== Source data ==
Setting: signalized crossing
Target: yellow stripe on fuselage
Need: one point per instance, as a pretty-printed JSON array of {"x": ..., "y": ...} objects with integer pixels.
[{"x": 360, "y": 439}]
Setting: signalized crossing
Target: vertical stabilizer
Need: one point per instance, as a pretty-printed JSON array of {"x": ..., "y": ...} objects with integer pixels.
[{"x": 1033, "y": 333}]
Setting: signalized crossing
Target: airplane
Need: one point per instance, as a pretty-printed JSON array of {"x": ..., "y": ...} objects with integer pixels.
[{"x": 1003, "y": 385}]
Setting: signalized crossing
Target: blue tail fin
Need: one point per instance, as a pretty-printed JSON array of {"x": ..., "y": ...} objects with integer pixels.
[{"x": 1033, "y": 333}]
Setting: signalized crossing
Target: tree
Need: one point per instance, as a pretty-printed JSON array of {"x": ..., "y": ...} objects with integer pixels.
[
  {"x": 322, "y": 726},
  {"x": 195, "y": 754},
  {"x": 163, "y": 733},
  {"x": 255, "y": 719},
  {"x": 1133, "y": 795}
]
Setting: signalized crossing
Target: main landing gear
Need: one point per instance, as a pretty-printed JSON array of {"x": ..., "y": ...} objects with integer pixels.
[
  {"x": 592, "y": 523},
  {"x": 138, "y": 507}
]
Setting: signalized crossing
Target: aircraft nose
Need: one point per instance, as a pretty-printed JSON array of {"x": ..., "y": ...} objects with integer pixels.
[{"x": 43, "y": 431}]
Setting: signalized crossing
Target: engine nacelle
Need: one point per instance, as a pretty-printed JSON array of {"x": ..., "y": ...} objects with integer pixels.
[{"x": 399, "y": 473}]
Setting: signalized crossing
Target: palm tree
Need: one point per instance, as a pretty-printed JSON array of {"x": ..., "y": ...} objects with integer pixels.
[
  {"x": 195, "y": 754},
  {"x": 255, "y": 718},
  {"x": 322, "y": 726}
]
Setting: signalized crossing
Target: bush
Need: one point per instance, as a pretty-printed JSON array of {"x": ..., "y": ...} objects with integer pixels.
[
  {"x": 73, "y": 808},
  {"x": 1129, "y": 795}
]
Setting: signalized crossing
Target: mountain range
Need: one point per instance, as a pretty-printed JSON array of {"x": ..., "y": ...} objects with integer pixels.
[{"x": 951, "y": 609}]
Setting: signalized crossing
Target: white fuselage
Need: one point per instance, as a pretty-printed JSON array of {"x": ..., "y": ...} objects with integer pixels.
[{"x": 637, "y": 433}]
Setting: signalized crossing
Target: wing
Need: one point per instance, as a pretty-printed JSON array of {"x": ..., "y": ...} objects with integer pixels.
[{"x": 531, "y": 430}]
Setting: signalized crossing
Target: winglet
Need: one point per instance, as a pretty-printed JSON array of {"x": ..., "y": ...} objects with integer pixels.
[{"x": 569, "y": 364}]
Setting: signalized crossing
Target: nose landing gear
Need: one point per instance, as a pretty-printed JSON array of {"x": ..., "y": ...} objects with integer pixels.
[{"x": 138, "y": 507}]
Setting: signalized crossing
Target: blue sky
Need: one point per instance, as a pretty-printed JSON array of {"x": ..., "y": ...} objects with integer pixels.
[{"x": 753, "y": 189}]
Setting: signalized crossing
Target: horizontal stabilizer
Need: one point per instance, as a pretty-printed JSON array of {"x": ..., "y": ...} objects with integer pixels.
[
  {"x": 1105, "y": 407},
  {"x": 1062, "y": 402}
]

== Problem to solve ==
Please reproduce the records exactly, without leaving any out.

== Finished exercise ==
Setting: signalized crossing
Target: yellow stripe on fuselage
Need: one point per instance, as a pretty-printed JSON array of {"x": ..., "y": ...} objects with integer pixels.
[{"x": 360, "y": 439}]
Setting: signalized crossing
Target: vertical stabilizer
Need: one point per instance, as a pretty-printed JSON array of {"x": ..., "y": ...} objects with integer pixels.
[{"x": 1033, "y": 333}]
Setting: signalized crossing
Target: airplane
Need: one point per instance, as a pretty-printed JSON array of {"x": ..., "y": ...} objects with integer pixels.
[{"x": 1003, "y": 385}]
Setting: signalized crossing
Target: blue tail fin
Need: one point per instance, as a pretty-printed JSON array of {"x": ..., "y": ...} objects with integer pixels.
[{"x": 1033, "y": 333}]
Setting: signalized crossing
Target: tree
Need: one point per instance, as a pretty-printed JSON array of {"x": ..., "y": ...} objects with integer pixels.
[
  {"x": 322, "y": 726},
  {"x": 195, "y": 754},
  {"x": 163, "y": 733},
  {"x": 255, "y": 719},
  {"x": 1133, "y": 795}
]
Setting: signalized crossing
Target: main landing gear
Need: one point per instance, as a pretty-printed JSON array of {"x": ..., "y": ...} objects with integer pixels.
[
  {"x": 592, "y": 523},
  {"x": 138, "y": 507}
]
Setting: signalized crossing
Target: aircraft nose
Need: one point per instance, as a pretty-printed JSON array of {"x": ..., "y": ...} objects with integer pixels.
[{"x": 43, "y": 431}]
Setting: signalized crossing
Target: engine nacelle
Need: one point per instance, as a pretty-printed JSON array of {"x": ..., "y": ...} objects with integer pixels.
[{"x": 399, "y": 473}]
Setting: signalized crossing
Target: palm tree
Need: one point per instance, as a pretty-printed JSON array of {"x": ..., "y": ...} objects with integer pixels.
[
  {"x": 195, "y": 754},
  {"x": 255, "y": 718},
  {"x": 322, "y": 726}
]
Setting: signalized crossing
Target: bush
Need: one point per instance, as a pretty-printed JSON array of {"x": ..., "y": ...} objects with integer pixels.
[
  {"x": 73, "y": 808},
  {"x": 1129, "y": 795}
]
Setting: signalized crossing
Target: mountain range
Need: one point per instance, as a pretty-printed JSON array of {"x": ..., "y": ...} objects with integer pixels.
[{"x": 951, "y": 609}]
Setting: signalized crossing
Target: white fuselage
Need: one point per instance, as a pretty-printed JSON array of {"x": ..., "y": ...} objects with integer pixels.
[{"x": 637, "y": 433}]
Setting: signalized crossing
Target: wing
Need: one point per instance, as a pretty-printed JSON array of {"x": ..., "y": ...} objects with integer pixels.
[{"x": 531, "y": 430}]
Setting: signalized crossing
Target: winglet
Need: one point per instance, as a pretty-printed JSON array of {"x": ..., "y": ...} objects with integer pixels.
[{"x": 569, "y": 364}]
Setting: signalized crossing
Target: nose landing gear
Need: one point per instance, as a pretty-printed JSON array of {"x": ..., "y": ...} objects with integer pixels.
[{"x": 138, "y": 507}]
Setting: signalized crossing
Target: blue sky
Need: one point per instance, as a pretty-printed JSON array of {"x": ..., "y": ...} objects with integer pixels.
[{"x": 753, "y": 189}]
Setting: signalized crossing
Target: horizontal stabilizer
Need: one point per instance, as a pretty-printed JSON array of {"x": ..., "y": ...} objects with integer pixels.
[
  {"x": 1105, "y": 407},
  {"x": 1062, "y": 402}
]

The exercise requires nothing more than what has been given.